_Trecho fornecido_
Um dos grandes obstáculos do diagnóstico de zika é que os atuais testes do mercado ainda apresentam risco de reação cruzada com o vírus da dengue, dificultando a diferenciação das infecções. Isso porque a principal proteína presente nestes vírus, a NS1, é muito semelhante entre os dois.
Um estudo conduzido pelo Instituto Butantan, Instituto Adolfo Lutz, Universidade de São Paulo (USP) e Universidade Estadual Paulista (Unesp/SJRP) identificou dois peptídeos (fragmentos) da NS1 que detectam a presença de anticorpos específicos contra zika. Assim, podem ser usados para desenvolver novos testes mais precisos. O trabalho foi publicado na revista Viruses em fevereiro deste ano.
Entre 2015 e 2016, o Brasil enfrentou um dos maiores surtos de zika, com um aumento expressivo no número de recém-nascidos diagnosticados com microcefalia (malformação do cérebro), principal consequência da infecção em gestantes. Segundo o Ministério da Saúde, foram quase 2 mil casos confirmados de bebês com síndrome congênita associada à infecção pelo vírus zika (SCZ). Antes da epidemia, a média de casos era 9 por ano.

_Ordem de trabalho_
Dê continuidade ao texto acima sobre o diagnóstico de zika, começando logo após a última frase.

_Dados fornecidos_
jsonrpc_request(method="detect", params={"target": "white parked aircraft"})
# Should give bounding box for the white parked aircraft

_Resposta da tarefa_
O primeiro passo do estudo, feito no Laboratório de Bacteriologia do Instituto Butantan, foi gerar anticorpos a partir da imunização de modelos animais com a proteína NS1 de zika, produzida em laboratório pelo Instituto de Ciências Biomédicas da USP.
“Após obtermos anticorpos monoclonais e policlonais específicos, fizemos testes para descobrir que partes da proteína NS1 eles reconheciam que eram de zika e que não cruzavam com dengue”, explica a pesquisadora Roxane Piazza.
A partir das sequências identificadas, foram desenvolvidos peptídeos sintéticos de NS1 em colaboração com o pesquisador Carlos Prudêncio, do Adolfo Lutz. Ao testar as moléculas com amostras de soro de pacientes, os cientistas encontraram dois peptídeos capazes de detectar, de forma precisa, anticorpos antizika. Com isso, seria possível desenvolver testes para identificar anticorpos IgG e IgM e saber se a pessoa já esteve ou está infectada pelo vírus.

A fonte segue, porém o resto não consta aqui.